- [ACTION ITEM] Word for word, transcribe the records that follow.

- [Stored items]
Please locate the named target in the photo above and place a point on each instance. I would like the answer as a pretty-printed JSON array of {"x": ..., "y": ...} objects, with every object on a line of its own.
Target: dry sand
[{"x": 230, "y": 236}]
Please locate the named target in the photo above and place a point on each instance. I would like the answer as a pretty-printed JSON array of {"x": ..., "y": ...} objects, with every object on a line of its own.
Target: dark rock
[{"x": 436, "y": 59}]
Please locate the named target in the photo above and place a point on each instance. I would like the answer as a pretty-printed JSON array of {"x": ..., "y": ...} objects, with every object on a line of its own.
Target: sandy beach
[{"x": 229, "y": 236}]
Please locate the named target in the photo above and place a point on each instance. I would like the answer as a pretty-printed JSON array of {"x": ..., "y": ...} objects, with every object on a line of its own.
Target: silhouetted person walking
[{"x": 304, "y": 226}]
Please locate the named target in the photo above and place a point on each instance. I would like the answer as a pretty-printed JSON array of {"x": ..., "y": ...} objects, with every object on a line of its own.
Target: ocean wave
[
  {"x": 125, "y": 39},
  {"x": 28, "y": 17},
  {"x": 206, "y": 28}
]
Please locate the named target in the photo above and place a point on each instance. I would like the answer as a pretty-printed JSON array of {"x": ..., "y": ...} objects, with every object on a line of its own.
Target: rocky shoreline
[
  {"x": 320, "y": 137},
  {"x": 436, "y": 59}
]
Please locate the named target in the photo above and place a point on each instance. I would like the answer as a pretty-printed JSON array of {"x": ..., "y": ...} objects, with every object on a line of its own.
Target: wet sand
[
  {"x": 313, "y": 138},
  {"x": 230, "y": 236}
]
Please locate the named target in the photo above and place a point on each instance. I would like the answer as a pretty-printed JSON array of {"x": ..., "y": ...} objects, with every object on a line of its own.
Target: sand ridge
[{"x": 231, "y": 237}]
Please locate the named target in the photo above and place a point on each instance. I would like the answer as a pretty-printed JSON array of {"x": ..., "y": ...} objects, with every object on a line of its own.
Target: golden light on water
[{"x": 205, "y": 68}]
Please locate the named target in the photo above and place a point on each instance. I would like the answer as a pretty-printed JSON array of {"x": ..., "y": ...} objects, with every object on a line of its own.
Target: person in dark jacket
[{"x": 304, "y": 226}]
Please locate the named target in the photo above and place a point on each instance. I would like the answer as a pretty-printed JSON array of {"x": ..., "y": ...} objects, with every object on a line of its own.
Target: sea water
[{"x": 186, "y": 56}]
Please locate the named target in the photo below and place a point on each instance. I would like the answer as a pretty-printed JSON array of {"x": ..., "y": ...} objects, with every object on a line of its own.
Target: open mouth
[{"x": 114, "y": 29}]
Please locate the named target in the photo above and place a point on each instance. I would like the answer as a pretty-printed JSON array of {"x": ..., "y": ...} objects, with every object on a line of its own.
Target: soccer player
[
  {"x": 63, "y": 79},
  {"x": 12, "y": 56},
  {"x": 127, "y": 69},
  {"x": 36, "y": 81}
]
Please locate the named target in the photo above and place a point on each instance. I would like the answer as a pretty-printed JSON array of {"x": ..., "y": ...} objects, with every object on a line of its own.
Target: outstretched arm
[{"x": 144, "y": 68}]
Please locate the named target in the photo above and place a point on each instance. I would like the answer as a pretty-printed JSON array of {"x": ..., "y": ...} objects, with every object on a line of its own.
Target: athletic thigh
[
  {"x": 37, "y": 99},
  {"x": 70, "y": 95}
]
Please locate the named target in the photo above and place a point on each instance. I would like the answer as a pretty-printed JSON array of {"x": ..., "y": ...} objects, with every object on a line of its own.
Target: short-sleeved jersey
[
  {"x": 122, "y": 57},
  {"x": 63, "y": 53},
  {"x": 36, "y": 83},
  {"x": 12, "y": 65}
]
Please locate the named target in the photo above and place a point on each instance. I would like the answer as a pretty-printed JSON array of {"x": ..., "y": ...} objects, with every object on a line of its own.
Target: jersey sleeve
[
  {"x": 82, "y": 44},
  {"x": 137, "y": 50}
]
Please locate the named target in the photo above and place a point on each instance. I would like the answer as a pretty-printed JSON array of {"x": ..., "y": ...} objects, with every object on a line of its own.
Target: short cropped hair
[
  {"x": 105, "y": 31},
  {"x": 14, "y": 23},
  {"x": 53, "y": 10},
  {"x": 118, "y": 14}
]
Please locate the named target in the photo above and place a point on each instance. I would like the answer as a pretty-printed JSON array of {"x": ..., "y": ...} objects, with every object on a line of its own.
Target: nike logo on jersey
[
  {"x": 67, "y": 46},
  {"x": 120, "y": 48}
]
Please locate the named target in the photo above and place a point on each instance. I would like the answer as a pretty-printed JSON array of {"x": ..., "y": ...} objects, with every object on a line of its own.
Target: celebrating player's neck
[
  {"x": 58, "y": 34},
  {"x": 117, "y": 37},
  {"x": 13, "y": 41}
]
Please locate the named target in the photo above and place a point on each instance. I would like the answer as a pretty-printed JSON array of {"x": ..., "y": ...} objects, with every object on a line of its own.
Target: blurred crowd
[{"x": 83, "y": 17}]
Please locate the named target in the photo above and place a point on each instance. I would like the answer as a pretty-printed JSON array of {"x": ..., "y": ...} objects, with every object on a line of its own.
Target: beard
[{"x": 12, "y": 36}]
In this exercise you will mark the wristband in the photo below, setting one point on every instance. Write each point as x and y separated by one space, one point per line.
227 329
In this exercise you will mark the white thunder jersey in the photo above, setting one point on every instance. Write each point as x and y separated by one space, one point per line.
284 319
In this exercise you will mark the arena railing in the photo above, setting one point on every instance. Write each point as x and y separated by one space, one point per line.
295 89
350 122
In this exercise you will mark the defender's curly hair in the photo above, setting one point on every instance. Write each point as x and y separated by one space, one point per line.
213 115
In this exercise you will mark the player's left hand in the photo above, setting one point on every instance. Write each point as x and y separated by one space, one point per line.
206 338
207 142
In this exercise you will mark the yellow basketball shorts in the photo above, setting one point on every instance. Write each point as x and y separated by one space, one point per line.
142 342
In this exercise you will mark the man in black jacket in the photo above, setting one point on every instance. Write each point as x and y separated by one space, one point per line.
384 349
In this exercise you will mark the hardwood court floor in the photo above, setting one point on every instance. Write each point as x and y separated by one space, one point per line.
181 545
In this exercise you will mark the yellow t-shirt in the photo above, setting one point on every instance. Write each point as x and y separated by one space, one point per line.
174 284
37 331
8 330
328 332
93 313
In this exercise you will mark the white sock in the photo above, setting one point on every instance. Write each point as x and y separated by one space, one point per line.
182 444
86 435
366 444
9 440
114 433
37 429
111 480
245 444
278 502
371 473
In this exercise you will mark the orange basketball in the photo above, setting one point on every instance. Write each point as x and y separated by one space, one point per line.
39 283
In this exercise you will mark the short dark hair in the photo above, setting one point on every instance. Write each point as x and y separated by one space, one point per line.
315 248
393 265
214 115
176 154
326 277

- [YOUR RESPONSE]
Please locate the named target in the photo above and place a point on each instance. I would like the answer as a pretty-printed JSON array of {"x": ..., "y": ...} objects, with every object on a line of its own.
Target: dry sand
[{"x": 230, "y": 236}]
Please locate the named target in the photo above and place a point on each instance. I would like the answer as a pretty-printed JSON array of {"x": ..., "y": ...} objects, with every object on a line of its own.
Target: dark rock
[{"x": 436, "y": 59}]
Please locate the named target in the photo above and place a point on each instance. I would like the answer as a pretty-printed JSON array of {"x": ..., "y": ...} objects, with every object on a line of its own.
Target: sandy beach
[{"x": 229, "y": 236}]
Please locate the named target in the photo above and place a point on each instance. I would like the answer as a pretty-printed JSON array of {"x": ..., "y": ...} objects, with every object on a line of its own.
Target: silhouetted person walking
[{"x": 304, "y": 226}]
Please locate the named target in the photo above and place a point on each instance. I would like the answer as a pretty-printed JSON array of {"x": ..., "y": ...} objects, with every object on a line of its own.
Target: ocean wave
[
  {"x": 125, "y": 39},
  {"x": 28, "y": 17},
  {"x": 206, "y": 28}
]
Please locate the named target in the photo above and place a point on each instance. I would like the answer as a pretty-printed JSON array of {"x": ..., "y": ...} objects, with every object on a line of its own.
Target: rocky shoreline
[
  {"x": 320, "y": 137},
  {"x": 436, "y": 59}
]
Please locate the named target in the photo above and place a point on each instance. I would like the answer as a pretty-printed JSON array of {"x": ..., "y": ...} objects, with every object on a line of its own.
Target: wet sand
[
  {"x": 313, "y": 138},
  {"x": 230, "y": 236}
]
Please locate the named target in the photo above and place a point on each instance. I would like the answer as a pretty-printed JSON array of {"x": ..., "y": ...} objects, with every object on a line of its own.
Target: sand ridge
[{"x": 231, "y": 237}]
Please locate the named target in the photo above and place a point on each instance. I would like the answer as a pretty-printed JSON array of {"x": ..., "y": ...} objects, with every object on a line of its own.
Target: golden light on water
[{"x": 205, "y": 68}]
Please locate the named target in the photo above and place a point on each instance. I would like the answer as a pretty-printed JSON array of {"x": ..., "y": ...} objects, with every object on a line of its own.
Target: person in dark jacket
[{"x": 304, "y": 226}]
Please locate the named target in the photo above and place a point on each instance. I would like the answer as a pretty-printed JSON array of {"x": ..., "y": ...} objects, with every object on a line of its own.
Target: sea water
[{"x": 186, "y": 56}]
Please locate the named target in the photo below and place a point on each instance. I would like the answer as a pretty-printed JSON array of {"x": ..., "y": ...} objects, with every object on a line of its own.
Target: open mouth
[{"x": 114, "y": 29}]
Please locate the named target in the photo above and place a point on each instance. I would like the answer as a pretty-printed JSON array of {"x": ..., "y": ...} objects, with every object on a line of its own.
Target: soccer player
[
  {"x": 63, "y": 79},
  {"x": 12, "y": 56},
  {"x": 127, "y": 69},
  {"x": 36, "y": 81}
]
Please locate the named target in the photo above and place a point on each instance. I would like the answer as a pretty-printed JSON array of {"x": ..., "y": ...} objects, with every object on a line of its own.
Target: outstretched arm
[{"x": 144, "y": 68}]
Please locate the named target in the photo above and place a point on each instance. I would like the answer as a pretty-printed JSON array of {"x": ..., "y": ...} objects, with every object on a line of its own.
Target: athletic thigh
[
  {"x": 37, "y": 99},
  {"x": 70, "y": 95}
]
Please locate the named target in the photo above and place a point on each instance. I would like the answer as a pretty-printed JSON array of {"x": ..., "y": ...} objects, with every object on a line of its own.
Target: short-sleeved jersey
[
  {"x": 122, "y": 57},
  {"x": 63, "y": 53},
  {"x": 36, "y": 83},
  {"x": 12, "y": 65}
]
Please locate the named target in the photo above and place a point on each instance. I would like the answer as a pretty-printed JSON array of {"x": ..., "y": ...} objects, with every object on a line of its own.
Target: jersey sleeve
[
  {"x": 82, "y": 44},
  {"x": 137, "y": 50}
]
Please locate the named target in the photo above and place a point on each instance. I would like the answer as a pretty-printed JSON array of {"x": ..., "y": ...} objects, with every object on a line of its own.
Target: short cropped hair
[
  {"x": 105, "y": 31},
  {"x": 14, "y": 23},
  {"x": 53, "y": 10},
  {"x": 118, "y": 14}
]
Please locate the named target in the photo above and place a point on each instance. I would like the answer as a pretty-printed JSON array of {"x": ..., "y": ...} objects, with every object on a line of its own.
Target: nike logo on jersey
[
  {"x": 67, "y": 46},
  {"x": 120, "y": 48}
]
Please locate the named target in the photo above and place a point on each instance. I would like the answer as a pretty-printed JSON array of {"x": ..., "y": ...} objects, with every object on a line of its own.
Target: celebrating player's neck
[
  {"x": 58, "y": 34},
  {"x": 117, "y": 37},
  {"x": 13, "y": 41}
]
Please locate the named target in the photo above and place a point on each instance. I would like the answer as a pretty-printed JSON array of {"x": ..., "y": ...} objects, with every object on a line of its own.
Target: blurred crowd
[{"x": 83, "y": 17}]
Please locate the named target in the photo above and place a point on each instance. I would like the answer as a pretty-printed JSON array of {"x": ..., "y": ...} objects, with every object on a line of its own.
Target: beard
[{"x": 12, "y": 36}]
In this exercise you will mark the wristband in the photo below, setting one point on every instance. Write each point as x and y separated by one space, one point per line.
227 329
In this exercise you will mark the white thunder jersey in the photo above, setting one point on every instance. Write each point as x and y separated by one space, one point per line.
284 319
In this exercise you will mark the arena railing in the photo above, setting one point on every instance. Write each point as x and y separated by one space, one point per line.
295 89
350 122
In this exercise you will mark the defender's curly hair in the photo above, setting one point on every instance. Write each point as x and y separated by one space, one point per line.
213 115
In this exercise you will mark the player's left hand in the photo above, setting one point on every instance. Write each point as x and y separated by one space, one point per line.
206 338
207 142
In this exercise you will mark the yellow basketball shorts in the photo above, setting one point on every instance. Write each point as x and y separated by one space, one point per line.
142 342
In this exercise you will mark the man in black jacket in the photo above, setting one point on every instance. Write each point as x and y separated by one space, one point per line.
384 349
In this exercise you will mark the hardwood court floor in the photo above, setting one point on every instance. Write each point as x and y separated by one space, one point per line.
181 545
In this exercise you will mark the yellow t-shirt in the photo above, setting one point on every instance. Write each point as x and y separated by one space, one point per line.
174 284
37 331
8 330
328 332
93 313
In this exercise you will mark the white sock in the photo above, setting one point on every instance. Write each point as x and y separated by one space, one point per line.
182 444
86 435
366 444
9 440
114 433
37 429
111 480
245 444
278 502
371 473
In this exercise you will mark the orange basketball in the photo above, setting one point on every instance. Write each point as x and y separated by one space, one point per line.
39 283
In this exercise you will mark the short dark hair in the photo above, setting one point on every instance. Write each point as x and y separated by one space, one point per line.
315 248
393 265
214 115
176 154
326 277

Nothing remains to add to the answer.